## start
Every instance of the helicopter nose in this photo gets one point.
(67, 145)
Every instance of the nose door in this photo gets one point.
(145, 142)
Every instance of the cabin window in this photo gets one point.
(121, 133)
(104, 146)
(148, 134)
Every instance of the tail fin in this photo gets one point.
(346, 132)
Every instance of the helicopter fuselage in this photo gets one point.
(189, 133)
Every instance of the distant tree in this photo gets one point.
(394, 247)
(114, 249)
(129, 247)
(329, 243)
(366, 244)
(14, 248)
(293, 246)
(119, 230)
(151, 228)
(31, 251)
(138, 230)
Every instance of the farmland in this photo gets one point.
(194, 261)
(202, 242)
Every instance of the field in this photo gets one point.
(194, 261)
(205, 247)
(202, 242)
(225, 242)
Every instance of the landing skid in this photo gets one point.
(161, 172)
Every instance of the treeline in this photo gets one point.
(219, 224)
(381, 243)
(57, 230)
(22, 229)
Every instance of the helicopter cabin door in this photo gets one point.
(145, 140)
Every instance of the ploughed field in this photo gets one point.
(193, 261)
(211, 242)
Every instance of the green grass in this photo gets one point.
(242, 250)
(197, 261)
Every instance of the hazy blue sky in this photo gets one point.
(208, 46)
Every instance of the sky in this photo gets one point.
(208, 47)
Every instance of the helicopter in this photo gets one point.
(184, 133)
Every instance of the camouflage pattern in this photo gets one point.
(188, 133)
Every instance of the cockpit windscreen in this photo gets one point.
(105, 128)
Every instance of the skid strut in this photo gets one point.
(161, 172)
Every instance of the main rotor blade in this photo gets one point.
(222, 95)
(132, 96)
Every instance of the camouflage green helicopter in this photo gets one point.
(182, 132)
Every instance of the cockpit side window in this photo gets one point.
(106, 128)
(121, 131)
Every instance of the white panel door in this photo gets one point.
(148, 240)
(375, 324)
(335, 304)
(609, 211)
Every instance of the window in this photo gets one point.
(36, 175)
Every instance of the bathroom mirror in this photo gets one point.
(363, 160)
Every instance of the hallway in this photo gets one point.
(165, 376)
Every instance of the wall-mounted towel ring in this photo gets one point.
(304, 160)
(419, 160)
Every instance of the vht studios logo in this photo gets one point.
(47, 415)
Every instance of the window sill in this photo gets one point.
## end
● **What is expected**: Please rewrite the listing, starting at the line that has "Every instance of the window in" and continuing through its final line. Keep every line, and shift each point coordinate by -34.

● **Exercise result**:
Every instance of the window in this photo gets one point.
(2, 141)
Every instance of the bathroom mirror in this photo gets one point.
(329, 126)
Every instance of the hallway in this photo gets one point.
(131, 342)
Every instance of the wall-mounted towel ring in this photo gets one point.
(270, 126)
(385, 126)
Every instance of the vht studios logo in this photo gets one point.
(13, 381)
Every instance of the window sill in this photo gets one point.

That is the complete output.